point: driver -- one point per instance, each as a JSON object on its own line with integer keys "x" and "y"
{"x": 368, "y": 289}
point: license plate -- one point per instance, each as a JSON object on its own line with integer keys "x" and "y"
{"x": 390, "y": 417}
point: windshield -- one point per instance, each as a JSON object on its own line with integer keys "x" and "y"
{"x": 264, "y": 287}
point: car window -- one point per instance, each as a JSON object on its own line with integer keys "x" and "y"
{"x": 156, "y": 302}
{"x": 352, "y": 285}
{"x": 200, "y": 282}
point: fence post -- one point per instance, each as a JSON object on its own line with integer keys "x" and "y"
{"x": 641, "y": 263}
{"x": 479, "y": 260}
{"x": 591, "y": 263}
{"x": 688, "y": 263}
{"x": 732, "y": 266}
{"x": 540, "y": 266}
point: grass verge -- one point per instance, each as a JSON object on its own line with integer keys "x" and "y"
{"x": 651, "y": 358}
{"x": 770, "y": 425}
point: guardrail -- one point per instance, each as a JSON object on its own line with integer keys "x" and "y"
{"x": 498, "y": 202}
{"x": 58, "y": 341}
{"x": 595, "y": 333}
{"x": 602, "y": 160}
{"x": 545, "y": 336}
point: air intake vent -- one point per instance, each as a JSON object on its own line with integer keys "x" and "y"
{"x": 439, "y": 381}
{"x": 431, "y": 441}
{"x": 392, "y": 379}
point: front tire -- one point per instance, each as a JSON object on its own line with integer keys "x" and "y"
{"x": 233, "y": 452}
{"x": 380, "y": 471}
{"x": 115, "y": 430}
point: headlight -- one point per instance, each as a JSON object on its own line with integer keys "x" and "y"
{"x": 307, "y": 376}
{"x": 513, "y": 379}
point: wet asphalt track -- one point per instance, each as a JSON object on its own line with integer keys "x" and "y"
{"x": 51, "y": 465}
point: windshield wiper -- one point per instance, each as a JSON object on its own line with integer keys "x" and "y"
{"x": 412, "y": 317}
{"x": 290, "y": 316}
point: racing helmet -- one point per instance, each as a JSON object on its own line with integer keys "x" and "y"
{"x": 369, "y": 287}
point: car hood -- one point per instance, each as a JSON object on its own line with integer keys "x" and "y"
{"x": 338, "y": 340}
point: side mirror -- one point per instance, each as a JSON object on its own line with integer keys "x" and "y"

------------------------------------------------

- [Work instructions] Could you reproduce every record above exactly as it appears?

- [Answer]
point: driver -- one point per instance, each as a JSON object on its own line with integer keys "x" and "y"
{"x": 368, "y": 289}
point: license plate -- one point per instance, each as a JSON object on its own line with integer keys "x" and "y"
{"x": 390, "y": 417}
point: windshield -- one point per instance, each as a JSON object on its own line with integer keys "x" and "y"
{"x": 264, "y": 287}
point: car window -- one point per instance, each as a JSON object on its own line with integer keys "x" and "y"
{"x": 156, "y": 302}
{"x": 352, "y": 285}
{"x": 200, "y": 282}
point: fence post -- one point per instance, each as a JSON object on its own line with integer keys "x" and "y"
{"x": 641, "y": 263}
{"x": 479, "y": 260}
{"x": 591, "y": 263}
{"x": 688, "y": 263}
{"x": 732, "y": 266}
{"x": 540, "y": 266}
point: grass verge -- one point per instance, each as a JSON object on its own line with integer keys "x" and "y"
{"x": 651, "y": 358}
{"x": 770, "y": 425}
point: guardrail -- one point per instance, each as a JSON object on its own line with integer keys "x" and "y"
{"x": 498, "y": 202}
{"x": 58, "y": 341}
{"x": 595, "y": 333}
{"x": 602, "y": 160}
{"x": 545, "y": 336}
point: air intake vent -- one point per instance, each as a JSON object on its own line with integer keys "x" and "y"
{"x": 439, "y": 381}
{"x": 431, "y": 441}
{"x": 392, "y": 379}
point: front tire -- one point per instance, each as a JSON object on its own line with integer keys "x" and "y"
{"x": 233, "y": 452}
{"x": 380, "y": 471}
{"x": 115, "y": 430}
point: headlight -- one point per instance, each as a JSON object on its own line with integer keys "x" and "y"
{"x": 307, "y": 376}
{"x": 513, "y": 379}
point: wet asphalt track -- one point per instance, each as a JSON object on its own line with integer keys "x" and "y"
{"x": 51, "y": 465}
point: windshield wiper -- one point per instance, each as a JSON object on its own line with integer keys "x" and "y"
{"x": 412, "y": 317}
{"x": 290, "y": 316}
point: racing helmet -- one point per instance, each as a JSON object on its own line with integer keys "x" and "y"
{"x": 369, "y": 287}
point: car hood -- one point per instance, each as a JSON object on its own line with integer keys "x" and "y"
{"x": 338, "y": 340}
point: side mirror -- one point per instance, each as a JSON object on its own line with integer keys "x" and "y"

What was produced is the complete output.